→ Excerpted passage:
★ ★ ★ ★
DOC: from examples to tutorials #3564

rabernat · 2019-11-22T17:30:14Z

It's awesome to see the work we did at Scipy2019 finally hit the live docs! Thanks @keewis and @dcherian for pushing it through.

Now that we have these more detailed, realistic examples, let's think about how we can take our documentation to the next level. I think we need TUTORIALS. The examples are a good start. I think we can build on these to create tutorials which walk through most of xarray's core features with a domain-specific datasets. We could have different tutorials for different fields. For example.

Xarray tutorial for meteorology / atmospheric science
Xarray tutorial for oceanography
Xarray tutorial for physics (whatever @fujiisoup and @TomNicholas do! 😉 )
Xarray tutorial for finance (whatever @max-sixty and @crusaderky do! 😉)
Xarray tutorial for neuroscience (see nice example from @choldgraf: https://predictablynoisy.com/xarray-explore-ieeg)

Each tutorial would cover the same core elements (loading data, indexing, aligning, grouping, computations, plotting, etc.), but using a familiar, real dataset, rather than the generic, made-up ones in our current docs.

Yes, this would be a lot of work, but I think it would have a huge impact. Just raising here for discussion.

xref #2980 #2378 #3131

choldgraf · 2019-11-22T18:04:50Z

In case it's helpful for inspiration, we took a similar approach with the MNE-Python package (neuro electrophysiology package):

https://mne.tools/stable/index.html

Maybe there are at least 3 levels in there, actually:

Examples - short vignettes that highlight one very specific piece of functionality, key-words for the example should be ctrl-fable in the title
Tutorials - in-depth guides through a common part of workflow that xarray wishes to enable, with more explanation and detail
Domain use-cases - examples of how xarray can facilitate use-cases in particular fields. Probably cover at a high-level many of the steps that multiple tutorials cover in-depth. More for "inspiration and buy-in" than in-depth learning.

Does that make sense?

TomNicholas · 2019-12-03T15:48:05Z

@rabernat I'm going to be making a simple plasma physics-oriented xarray tutorial to give at a workshop next week.
★ ★ ★ ★
→ The data:
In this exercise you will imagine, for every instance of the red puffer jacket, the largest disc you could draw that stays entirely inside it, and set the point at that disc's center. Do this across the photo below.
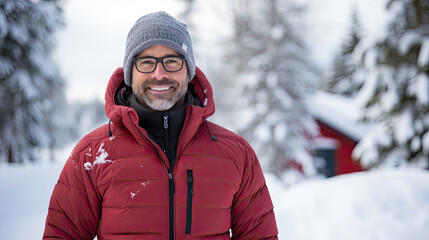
★ ★ ★ ★
→ Instructions for the task: From the xarray documentation thread, copy the part that opens with the words containing "https://mne.tools/stable/index.html" and closes with "workshop next week.". Rely only on the xarray documentation thread for this.

→ Completed task:
https://mne.tools/stable/index.html

Maybe there are at least 3 levels in there, actually:

Examples - short vignettes that highlight one very specific piece of functionality, key-words for the example should be ctrl-fable in the title
Tutorials - in-depth guides through a common part of workflow that xarray wishes to enable, with more explanation and detail
Domain use-cases - examples of how xarray can facilitate use-cases in particular fields. Probably cover at a high-level many of the steps that multiple tutorials cover in-depth. More for "inspiration and buy-in" than in-depth learning.

Does that make sense?

TomNicholas · 2019-12-03T15:48:05Z

@rabernat I'm going to be making a simple plasma physics-oriented xarray tutorial to give at a workshop next week.